● LISTED ENTRIES:
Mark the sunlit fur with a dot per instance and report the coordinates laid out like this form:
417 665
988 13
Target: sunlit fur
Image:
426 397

* * *

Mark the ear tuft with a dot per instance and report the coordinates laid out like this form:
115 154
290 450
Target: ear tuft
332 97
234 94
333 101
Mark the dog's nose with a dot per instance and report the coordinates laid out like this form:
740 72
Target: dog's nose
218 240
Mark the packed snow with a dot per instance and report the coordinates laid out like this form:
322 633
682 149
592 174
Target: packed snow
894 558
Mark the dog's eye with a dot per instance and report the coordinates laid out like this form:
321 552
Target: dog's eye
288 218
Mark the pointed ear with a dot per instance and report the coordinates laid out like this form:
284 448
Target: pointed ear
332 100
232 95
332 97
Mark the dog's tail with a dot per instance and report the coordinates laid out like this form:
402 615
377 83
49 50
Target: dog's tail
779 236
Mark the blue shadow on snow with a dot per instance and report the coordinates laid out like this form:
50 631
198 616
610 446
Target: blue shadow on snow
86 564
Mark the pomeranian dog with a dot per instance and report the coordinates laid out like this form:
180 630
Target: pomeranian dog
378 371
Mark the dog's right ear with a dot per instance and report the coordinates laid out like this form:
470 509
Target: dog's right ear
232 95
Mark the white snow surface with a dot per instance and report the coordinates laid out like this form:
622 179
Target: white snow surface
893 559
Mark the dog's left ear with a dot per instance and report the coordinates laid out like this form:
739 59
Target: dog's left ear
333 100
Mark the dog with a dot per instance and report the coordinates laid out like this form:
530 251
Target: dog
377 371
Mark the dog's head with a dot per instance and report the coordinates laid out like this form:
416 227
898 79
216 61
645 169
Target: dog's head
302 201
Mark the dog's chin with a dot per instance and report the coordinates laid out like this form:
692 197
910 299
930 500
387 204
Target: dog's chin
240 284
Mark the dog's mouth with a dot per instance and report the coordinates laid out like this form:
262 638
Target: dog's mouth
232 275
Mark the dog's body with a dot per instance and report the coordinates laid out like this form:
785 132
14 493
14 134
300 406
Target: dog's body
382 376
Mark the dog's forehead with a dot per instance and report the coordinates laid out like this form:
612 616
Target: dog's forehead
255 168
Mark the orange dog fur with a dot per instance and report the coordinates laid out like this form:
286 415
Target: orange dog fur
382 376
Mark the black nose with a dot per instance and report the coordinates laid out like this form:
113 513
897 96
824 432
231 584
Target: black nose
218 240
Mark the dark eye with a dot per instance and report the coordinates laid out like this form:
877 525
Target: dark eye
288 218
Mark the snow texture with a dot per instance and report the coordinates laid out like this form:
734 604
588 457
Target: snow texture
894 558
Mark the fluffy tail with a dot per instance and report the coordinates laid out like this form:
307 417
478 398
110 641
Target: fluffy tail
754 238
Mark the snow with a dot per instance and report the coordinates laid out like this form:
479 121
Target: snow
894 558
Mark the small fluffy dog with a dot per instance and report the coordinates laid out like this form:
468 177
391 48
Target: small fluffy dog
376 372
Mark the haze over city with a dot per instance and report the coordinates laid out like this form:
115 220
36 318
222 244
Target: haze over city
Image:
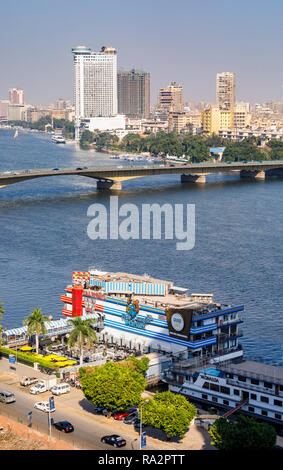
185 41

* * *

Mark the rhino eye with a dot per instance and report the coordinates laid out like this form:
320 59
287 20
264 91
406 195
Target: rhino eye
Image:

● EXERCISE: How many lines in the items above contain the string "snow"? Give only the number.

● SOLVED PROBLEM: 10